The problem: Swap every "comma between the values" in the records below for "comma separating the values", and give the records again with nothing else changed.

Recorded information:
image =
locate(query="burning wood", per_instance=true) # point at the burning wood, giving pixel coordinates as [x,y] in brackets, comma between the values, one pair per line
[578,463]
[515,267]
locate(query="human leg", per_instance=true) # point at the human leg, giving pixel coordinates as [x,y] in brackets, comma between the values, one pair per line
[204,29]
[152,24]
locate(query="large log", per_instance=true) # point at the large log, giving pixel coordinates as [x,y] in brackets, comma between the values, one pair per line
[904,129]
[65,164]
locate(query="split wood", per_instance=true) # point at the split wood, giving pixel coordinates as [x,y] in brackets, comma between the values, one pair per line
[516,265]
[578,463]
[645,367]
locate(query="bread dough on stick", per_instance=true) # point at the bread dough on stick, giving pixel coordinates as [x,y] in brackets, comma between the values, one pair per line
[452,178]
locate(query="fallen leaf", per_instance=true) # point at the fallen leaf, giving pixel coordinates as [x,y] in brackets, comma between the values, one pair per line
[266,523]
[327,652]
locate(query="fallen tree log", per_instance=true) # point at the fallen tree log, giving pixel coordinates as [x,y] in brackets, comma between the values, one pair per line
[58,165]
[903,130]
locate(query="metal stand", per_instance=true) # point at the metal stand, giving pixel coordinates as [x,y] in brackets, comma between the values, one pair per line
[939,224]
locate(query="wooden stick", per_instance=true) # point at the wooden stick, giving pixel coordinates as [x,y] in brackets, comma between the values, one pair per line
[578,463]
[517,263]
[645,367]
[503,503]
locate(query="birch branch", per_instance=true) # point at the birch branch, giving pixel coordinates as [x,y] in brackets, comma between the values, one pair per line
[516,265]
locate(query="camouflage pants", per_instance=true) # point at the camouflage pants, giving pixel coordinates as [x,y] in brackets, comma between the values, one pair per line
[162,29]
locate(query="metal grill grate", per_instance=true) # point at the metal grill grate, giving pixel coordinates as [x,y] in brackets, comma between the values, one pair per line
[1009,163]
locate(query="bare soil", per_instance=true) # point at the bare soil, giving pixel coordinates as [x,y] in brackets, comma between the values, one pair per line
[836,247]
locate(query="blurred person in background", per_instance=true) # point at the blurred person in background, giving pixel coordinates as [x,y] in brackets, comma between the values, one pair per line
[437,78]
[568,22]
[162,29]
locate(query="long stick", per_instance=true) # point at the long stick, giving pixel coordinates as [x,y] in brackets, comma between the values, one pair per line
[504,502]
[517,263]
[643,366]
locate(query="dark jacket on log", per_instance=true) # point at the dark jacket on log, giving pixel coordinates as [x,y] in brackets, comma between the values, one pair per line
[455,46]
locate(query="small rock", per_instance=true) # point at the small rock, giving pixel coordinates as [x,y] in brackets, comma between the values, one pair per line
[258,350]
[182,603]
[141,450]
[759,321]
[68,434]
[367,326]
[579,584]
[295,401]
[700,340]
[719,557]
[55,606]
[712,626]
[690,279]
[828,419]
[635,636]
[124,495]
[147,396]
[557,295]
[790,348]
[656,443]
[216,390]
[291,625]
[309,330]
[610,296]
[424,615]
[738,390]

Complete answer:
image =
locate(query="burning wood", per_instance=true) # point at the burning wood, giving pixel coordinates as [x,y] in brackets, comma separating the values, one pair per line
[578,463]
[515,267]
locate(query="human leg", per_instance=true) # point at the human leg, giving pixel coordinates as [x,y] in brackets, comma separating the values, one pair per line
[204,29]
[152,24]
locate(query="large log", per_instance=true) # point at the large log, giving pixel coordinates as [x,y] in brackets, comma separating the values, one pair per line
[904,129]
[65,164]
locate(query="split wood", per_instance=true) # point at the split wood, giving pixel coordinates as [x,y] in brackets, comma separating the values, one pair per line
[516,265]
[578,463]
[645,367]
locate(query="bread dough on stick", per_instance=true) # point at the bread dough on stick, giving pixel coordinates as [x,y] in brackets, comma separating the values, one pair per line
[452,178]
locate(query="fallen leaf", per_instance=true) # point at the fallen leaf, giving pixel coordinates as [x,y] in brackets, comma separating the values, one pair per line
[266,523]
[327,652]
locate(query="fallen tree log", per_instance=true) # point at the fallen tree log, giving pixel coordinates as [x,y] in brackets, comma separating the values, one pair per line
[58,165]
[903,130]
locate(query="metal stand", per_instance=true) # point at the metal stand, giving pixel coordinates as [x,y] in brackets, comma separating the values, one pair per line
[939,224]
locate(query="wooden stick", per_instance=true) # point at the wooden stick, giving pixel coordinates as [x,y] in brackets, comma separating the values, one pair per line
[578,463]
[517,263]
[645,367]
[503,503]
locate(query="birch branch", per_instance=true) # point at the birch branch, giving pixel coordinates as [x,y] in brackets, comma separating the values, one pair per line
[516,265]
locate(query="camouflage pants", per_instance=true) # point at the camouflage pants, giving pixel coordinates as [x,y] in brackets, comma separating the values, one pair per line
[162,29]
locate(query="metal grill grate", per_instance=true) # point at the metal grill grate, giving pixel coordinates as [x,y] in brackets, comma separating the values, one pair per line
[1009,163]
locate(query="bare soil", per_instance=true) # point at the bare soil, giving pixel coordinates as [x,y] in brackets, comma separating the values, one pair per line
[836,247]
locate(query="blurred person in background", per_instance=true) # point at the blurred person in background, giving pixel coordinates as [x,y] in brackets, comma separating the values, one pair per line
[437,78]
[568,22]
[162,29]
locate(query="long stick", per_instance=true) # point at the long stick, giving pixel coordinates as [x,y] in brackets, comma separating the values, one pair per line
[504,502]
[517,263]
[643,366]
locate(query="dark jacket on log", per_instance=true) # point at the dark jacket on log, giving pixel coordinates as [x,y] in brackets, comma separating the values, one pair per line
[455,46]
locate(query="small rock", per_instance=true) # point at the small rock, giving pixel coordinates as [x,y] in brackets, comma separating the values, one pair per line
[258,350]
[182,603]
[141,450]
[759,321]
[68,434]
[367,326]
[579,584]
[295,401]
[700,340]
[719,557]
[55,606]
[712,626]
[690,279]
[828,419]
[635,636]
[124,495]
[147,396]
[557,295]
[790,348]
[656,443]
[216,390]
[291,625]
[309,330]
[610,296]
[424,615]
[738,390]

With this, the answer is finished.